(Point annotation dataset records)
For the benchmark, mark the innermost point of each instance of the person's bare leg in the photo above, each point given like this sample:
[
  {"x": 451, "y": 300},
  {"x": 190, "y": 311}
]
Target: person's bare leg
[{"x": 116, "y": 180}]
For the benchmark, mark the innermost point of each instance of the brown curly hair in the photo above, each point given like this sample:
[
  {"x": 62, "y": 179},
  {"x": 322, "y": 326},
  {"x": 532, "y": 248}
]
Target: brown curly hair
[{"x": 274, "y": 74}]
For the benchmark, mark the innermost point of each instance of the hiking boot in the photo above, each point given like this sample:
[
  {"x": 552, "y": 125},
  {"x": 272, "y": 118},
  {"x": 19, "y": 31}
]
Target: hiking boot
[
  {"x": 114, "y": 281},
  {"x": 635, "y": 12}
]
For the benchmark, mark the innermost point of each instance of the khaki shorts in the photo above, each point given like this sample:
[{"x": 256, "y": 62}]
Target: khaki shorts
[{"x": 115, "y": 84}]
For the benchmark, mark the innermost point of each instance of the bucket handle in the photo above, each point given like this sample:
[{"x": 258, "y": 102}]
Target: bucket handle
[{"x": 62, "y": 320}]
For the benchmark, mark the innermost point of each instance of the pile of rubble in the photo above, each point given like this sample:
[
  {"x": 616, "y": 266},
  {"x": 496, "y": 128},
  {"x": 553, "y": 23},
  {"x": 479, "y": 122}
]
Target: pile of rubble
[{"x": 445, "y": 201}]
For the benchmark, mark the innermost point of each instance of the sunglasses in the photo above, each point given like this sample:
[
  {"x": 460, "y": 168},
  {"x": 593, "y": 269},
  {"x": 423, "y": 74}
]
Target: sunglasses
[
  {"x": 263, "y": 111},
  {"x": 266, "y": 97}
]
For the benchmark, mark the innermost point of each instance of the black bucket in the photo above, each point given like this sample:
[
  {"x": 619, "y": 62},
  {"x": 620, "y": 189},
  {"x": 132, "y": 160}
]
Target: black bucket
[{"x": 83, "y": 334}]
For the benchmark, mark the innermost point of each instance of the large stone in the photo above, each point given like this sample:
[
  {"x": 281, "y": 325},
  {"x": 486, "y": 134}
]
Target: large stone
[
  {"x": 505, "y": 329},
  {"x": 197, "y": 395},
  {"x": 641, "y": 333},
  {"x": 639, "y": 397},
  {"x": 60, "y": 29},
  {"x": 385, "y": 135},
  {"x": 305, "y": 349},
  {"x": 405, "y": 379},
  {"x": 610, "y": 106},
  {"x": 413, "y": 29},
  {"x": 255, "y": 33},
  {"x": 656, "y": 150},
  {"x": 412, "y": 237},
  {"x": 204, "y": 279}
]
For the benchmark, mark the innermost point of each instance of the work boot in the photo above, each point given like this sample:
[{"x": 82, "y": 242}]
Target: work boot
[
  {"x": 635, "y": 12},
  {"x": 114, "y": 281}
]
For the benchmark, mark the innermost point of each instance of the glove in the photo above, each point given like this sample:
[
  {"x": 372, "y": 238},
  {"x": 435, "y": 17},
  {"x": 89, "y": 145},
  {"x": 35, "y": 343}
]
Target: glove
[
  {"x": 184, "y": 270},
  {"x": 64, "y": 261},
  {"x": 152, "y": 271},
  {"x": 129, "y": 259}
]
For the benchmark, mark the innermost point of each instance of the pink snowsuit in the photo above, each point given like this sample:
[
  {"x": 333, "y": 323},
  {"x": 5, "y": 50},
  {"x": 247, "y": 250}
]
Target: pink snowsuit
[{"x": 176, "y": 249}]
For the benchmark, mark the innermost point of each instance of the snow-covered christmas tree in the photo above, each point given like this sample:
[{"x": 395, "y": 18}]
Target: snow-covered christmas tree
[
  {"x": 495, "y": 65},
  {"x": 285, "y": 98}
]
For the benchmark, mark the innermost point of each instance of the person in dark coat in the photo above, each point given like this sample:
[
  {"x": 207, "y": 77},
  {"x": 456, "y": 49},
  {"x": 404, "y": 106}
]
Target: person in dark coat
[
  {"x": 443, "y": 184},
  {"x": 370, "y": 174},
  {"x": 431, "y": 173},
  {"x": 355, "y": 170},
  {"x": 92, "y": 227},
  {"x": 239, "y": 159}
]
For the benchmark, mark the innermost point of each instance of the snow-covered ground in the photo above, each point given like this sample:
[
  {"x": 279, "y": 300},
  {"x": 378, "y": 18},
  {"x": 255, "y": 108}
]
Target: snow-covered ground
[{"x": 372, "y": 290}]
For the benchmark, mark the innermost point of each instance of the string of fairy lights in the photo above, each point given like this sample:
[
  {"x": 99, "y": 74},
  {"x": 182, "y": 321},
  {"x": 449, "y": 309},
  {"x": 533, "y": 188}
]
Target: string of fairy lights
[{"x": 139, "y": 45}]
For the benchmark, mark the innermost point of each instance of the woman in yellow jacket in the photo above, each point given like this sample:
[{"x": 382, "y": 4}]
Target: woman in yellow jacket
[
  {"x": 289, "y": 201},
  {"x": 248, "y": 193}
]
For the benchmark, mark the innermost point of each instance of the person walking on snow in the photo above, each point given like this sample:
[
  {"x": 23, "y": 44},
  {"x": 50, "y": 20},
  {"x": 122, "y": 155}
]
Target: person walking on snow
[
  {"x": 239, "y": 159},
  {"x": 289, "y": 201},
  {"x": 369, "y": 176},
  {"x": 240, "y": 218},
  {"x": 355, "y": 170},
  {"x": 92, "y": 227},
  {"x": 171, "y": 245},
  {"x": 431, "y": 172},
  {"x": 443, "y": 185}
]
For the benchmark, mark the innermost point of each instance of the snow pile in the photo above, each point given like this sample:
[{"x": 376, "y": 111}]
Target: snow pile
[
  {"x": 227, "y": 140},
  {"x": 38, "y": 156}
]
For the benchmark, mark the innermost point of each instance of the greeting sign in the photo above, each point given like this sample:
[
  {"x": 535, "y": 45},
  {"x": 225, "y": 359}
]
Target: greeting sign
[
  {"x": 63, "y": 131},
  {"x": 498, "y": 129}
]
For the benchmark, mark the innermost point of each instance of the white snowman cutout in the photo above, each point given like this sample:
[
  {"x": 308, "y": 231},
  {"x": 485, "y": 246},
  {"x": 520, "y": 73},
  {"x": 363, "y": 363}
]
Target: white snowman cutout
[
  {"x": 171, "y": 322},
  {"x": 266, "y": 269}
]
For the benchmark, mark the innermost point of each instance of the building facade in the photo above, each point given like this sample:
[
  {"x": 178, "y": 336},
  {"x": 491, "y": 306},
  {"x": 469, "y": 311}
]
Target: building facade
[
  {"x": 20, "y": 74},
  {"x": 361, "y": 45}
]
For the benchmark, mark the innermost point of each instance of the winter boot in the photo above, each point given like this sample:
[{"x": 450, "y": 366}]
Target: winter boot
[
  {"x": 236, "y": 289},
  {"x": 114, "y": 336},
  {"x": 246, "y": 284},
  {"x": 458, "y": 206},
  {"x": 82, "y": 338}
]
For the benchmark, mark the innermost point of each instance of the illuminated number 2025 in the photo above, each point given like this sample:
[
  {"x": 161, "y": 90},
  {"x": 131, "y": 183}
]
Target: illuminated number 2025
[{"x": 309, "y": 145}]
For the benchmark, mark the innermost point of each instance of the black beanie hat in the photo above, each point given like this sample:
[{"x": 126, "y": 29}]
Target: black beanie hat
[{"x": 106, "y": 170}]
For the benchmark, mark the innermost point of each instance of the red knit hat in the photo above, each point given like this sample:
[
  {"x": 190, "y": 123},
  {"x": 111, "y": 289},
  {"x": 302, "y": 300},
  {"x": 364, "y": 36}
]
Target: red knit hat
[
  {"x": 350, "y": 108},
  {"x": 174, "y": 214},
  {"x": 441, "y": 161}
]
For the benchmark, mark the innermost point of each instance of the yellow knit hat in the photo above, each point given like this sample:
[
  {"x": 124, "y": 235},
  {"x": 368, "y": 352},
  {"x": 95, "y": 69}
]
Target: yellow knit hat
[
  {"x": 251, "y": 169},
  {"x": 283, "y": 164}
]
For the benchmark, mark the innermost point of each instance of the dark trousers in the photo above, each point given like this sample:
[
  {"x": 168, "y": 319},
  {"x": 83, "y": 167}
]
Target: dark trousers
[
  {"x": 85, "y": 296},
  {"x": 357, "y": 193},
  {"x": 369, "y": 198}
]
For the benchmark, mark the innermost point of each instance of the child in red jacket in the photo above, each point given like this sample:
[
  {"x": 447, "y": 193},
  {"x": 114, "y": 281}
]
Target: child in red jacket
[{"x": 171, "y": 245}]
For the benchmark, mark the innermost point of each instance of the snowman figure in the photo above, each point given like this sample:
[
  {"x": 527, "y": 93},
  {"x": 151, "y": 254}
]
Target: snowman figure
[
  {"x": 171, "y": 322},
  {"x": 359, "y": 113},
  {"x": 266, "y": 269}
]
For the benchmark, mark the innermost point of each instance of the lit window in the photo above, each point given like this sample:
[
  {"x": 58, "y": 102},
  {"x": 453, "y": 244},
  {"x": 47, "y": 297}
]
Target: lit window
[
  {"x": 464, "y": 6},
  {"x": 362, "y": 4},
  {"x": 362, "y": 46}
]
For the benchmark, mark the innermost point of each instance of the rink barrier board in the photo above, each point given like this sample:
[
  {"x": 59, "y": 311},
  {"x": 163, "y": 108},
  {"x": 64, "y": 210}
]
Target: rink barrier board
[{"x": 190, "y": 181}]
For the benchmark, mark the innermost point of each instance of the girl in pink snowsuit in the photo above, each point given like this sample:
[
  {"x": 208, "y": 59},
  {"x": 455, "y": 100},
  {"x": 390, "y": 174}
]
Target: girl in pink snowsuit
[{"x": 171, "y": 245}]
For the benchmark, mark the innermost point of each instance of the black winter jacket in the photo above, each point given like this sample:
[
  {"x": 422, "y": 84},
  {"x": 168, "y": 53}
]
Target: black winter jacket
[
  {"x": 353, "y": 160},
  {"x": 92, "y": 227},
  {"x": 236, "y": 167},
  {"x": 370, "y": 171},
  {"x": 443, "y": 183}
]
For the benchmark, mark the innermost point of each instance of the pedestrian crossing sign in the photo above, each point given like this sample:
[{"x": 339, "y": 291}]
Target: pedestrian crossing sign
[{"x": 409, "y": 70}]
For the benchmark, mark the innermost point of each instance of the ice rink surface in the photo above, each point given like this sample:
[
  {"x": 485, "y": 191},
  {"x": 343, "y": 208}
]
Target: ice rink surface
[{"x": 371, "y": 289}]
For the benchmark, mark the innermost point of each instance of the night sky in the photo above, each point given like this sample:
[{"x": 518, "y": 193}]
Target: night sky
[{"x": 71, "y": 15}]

Aim:
Starting with the line that contains "of the girl", print each line through the last one in the listing. Include both end lines and add nothing.

Solution for this problem:
For the benchmark, mark the innermost point of each instance of the girl in pink snowsuit in the photo above, each point given like this sample:
[
  {"x": 208, "y": 59},
  {"x": 455, "y": 100},
  {"x": 390, "y": 174}
]
Target: girl in pink snowsuit
[{"x": 171, "y": 245}]
For the benchmark, mark the innermost point of each instance of the black winter jacket in the photo above, each point given like this sample:
[
  {"x": 422, "y": 84},
  {"x": 168, "y": 53}
]
Target: black winter jacket
[
  {"x": 353, "y": 160},
  {"x": 92, "y": 227},
  {"x": 236, "y": 167},
  {"x": 370, "y": 171},
  {"x": 443, "y": 183}
]
For the benchmark, mark the innermost point of each instance of the pedestrian crossing sign in the photo above, each point given like this sample:
[{"x": 339, "y": 291}]
Target: pedestrian crossing sign
[{"x": 409, "y": 70}]
For the benchmark, mark the innermost point of each instance of the ice rink surface in the photo above, each point given like this sample:
[
  {"x": 485, "y": 191},
  {"x": 343, "y": 208}
]
Target: ice rink surface
[{"x": 371, "y": 289}]
For the benchmark, mark the innermost point of each instance of the night sky in the photo above, each point given like this sample:
[{"x": 518, "y": 193}]
Target: night sky
[{"x": 71, "y": 15}]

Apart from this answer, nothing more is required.